Extracted text:
Analysis – Now the goldrush is over.

But this is not really the case. Bustling activity in the corporate finance departments of most accountancy firms contradicts the apparent reality.

And according to experts at Grant Thornton, the idea there is no investment to be found for start-ups is an illusion.

Historically it has always been difficult for start-ups to find funding.

And the onset of the dotcom gold rush probably did little to soften investors’ sentiments to funding start-up businesses.

Yet there is a great deal of money out there with investors proactively seeking potential investments, according to Wendy Hart, corporate finance partner at Grant Thornton’s Oxford office, which led the way in establishing GT’s corporate finance initiative.

In 1998 Oxford-graduate Hart returned from secondment at NatWest and suggested an initiative that would attract hi-tech businesses.

(Items from a data source)

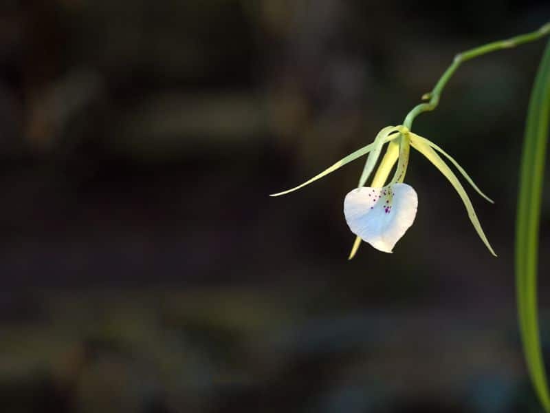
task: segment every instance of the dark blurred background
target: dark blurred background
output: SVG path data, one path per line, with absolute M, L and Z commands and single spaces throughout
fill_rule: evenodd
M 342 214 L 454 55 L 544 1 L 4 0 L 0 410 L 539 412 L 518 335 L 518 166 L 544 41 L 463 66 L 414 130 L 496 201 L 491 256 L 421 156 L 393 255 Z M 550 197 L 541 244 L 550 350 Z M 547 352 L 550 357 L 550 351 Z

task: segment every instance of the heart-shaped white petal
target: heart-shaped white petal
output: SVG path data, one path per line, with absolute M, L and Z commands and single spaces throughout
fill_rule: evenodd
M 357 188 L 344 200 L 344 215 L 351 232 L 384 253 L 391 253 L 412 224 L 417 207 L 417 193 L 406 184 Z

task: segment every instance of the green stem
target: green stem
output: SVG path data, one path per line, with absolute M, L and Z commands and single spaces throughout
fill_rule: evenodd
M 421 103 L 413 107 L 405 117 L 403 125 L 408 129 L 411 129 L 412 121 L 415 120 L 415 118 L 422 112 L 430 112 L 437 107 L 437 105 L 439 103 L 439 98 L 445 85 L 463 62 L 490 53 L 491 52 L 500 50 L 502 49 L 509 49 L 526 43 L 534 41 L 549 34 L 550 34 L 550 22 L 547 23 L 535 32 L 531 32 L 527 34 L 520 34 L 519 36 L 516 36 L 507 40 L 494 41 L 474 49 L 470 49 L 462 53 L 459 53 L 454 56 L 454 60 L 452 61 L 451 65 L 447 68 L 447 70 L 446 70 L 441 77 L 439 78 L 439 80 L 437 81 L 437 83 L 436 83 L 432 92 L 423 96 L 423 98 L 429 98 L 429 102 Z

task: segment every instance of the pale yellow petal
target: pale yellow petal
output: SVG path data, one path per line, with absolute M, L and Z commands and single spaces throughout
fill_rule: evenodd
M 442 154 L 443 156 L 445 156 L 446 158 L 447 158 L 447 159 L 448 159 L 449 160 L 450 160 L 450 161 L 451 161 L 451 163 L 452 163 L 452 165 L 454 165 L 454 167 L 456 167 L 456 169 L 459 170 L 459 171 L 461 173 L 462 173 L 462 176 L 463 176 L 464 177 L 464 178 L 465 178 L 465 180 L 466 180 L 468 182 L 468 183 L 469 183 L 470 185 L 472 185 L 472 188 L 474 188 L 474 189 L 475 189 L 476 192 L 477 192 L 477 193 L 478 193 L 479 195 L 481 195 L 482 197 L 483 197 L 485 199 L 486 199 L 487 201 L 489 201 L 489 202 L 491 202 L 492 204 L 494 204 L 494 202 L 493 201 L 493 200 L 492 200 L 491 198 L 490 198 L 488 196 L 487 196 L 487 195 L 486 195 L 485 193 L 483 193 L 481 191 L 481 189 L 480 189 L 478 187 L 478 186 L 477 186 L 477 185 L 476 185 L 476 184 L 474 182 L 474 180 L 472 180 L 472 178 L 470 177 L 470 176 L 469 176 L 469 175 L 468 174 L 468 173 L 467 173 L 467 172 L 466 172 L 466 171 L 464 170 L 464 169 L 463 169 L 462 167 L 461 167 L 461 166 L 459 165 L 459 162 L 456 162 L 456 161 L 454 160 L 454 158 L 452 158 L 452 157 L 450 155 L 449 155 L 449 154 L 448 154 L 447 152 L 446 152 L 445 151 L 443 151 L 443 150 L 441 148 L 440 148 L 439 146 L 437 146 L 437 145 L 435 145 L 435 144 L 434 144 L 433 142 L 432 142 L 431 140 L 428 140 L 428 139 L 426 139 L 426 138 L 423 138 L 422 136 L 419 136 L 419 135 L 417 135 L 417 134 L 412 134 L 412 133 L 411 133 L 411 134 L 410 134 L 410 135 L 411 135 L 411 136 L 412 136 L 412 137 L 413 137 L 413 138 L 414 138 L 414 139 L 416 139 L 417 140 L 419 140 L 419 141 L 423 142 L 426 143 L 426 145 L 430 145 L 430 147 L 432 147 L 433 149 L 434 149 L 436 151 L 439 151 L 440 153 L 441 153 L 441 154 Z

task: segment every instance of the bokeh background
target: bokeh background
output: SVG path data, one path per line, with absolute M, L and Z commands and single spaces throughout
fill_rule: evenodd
==
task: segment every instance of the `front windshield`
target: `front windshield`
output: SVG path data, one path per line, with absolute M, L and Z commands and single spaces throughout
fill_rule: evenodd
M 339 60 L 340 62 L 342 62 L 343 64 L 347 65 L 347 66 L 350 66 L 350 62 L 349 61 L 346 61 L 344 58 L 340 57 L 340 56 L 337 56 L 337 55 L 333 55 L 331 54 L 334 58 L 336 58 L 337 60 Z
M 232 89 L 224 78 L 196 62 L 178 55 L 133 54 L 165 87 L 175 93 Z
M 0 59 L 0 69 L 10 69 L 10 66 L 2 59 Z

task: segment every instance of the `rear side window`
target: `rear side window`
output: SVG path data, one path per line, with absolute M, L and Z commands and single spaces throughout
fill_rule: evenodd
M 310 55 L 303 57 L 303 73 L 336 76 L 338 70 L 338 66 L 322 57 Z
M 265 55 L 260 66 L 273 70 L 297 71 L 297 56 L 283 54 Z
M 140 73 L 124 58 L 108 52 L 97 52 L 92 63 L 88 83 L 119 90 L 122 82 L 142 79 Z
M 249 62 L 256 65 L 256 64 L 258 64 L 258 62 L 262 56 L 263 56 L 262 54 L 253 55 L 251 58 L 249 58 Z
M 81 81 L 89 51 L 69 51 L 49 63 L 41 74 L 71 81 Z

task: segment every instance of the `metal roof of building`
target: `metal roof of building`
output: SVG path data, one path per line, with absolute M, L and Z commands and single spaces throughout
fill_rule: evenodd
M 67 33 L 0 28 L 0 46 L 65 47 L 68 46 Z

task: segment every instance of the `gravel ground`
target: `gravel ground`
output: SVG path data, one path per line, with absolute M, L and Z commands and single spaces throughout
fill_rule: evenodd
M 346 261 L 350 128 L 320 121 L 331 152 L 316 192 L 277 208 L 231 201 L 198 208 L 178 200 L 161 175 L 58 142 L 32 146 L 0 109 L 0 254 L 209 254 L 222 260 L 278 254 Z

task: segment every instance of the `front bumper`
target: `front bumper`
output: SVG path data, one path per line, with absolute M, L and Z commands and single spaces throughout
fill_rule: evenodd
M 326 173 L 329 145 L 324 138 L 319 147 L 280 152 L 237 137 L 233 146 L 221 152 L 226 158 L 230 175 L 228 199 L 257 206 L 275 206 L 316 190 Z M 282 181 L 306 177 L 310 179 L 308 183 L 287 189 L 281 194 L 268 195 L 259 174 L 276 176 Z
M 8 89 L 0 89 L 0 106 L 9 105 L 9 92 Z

Objective: Continue the article on start-up funding and Grant Thornton's corporate finance work, picking up right after its final sentence.

Solved problem:
‘Grant Thornton traditionally targeted businesses between the scale of £2m and £50m. But that’s where everyone else was targeting too. So we made a decision locally to target start-ups.’

The initiative has developed into a specialist hi-tech group in Oxford that includes a cross-disciplinary team of 20 staff dedicated to advising technology businesses at all stages of their life cycle.

It has been so successful in Oxford that GT has decided to roll it out to its Edinburgh, Glasgow, London, Cambridge and Milton Keynes offices.

‘We’ve got between 35 and 40 technology companies on board and we’re getting new ones all the time.

The firm is basing any new initiatives at its offices in university towns and new business park developments because that, according to Hart, is where many of the most innovative and successful ideas come from.

Nevertheless, gone are the days when budding entrepreneurs and investors looking for a quick buck would join forces based on a whimsical idea written down on the back of a beermat. Entrepreneurs are all too aware of the difficulty in obtaining funding following the dotcom crash.

Dr John Wood, managing director of Site Intelligent, a Grant Thorton client which carries out intelligent analysis of website visitors and which began trading earlier this year, is a good example of how a simple innovative idea can become a marketable product.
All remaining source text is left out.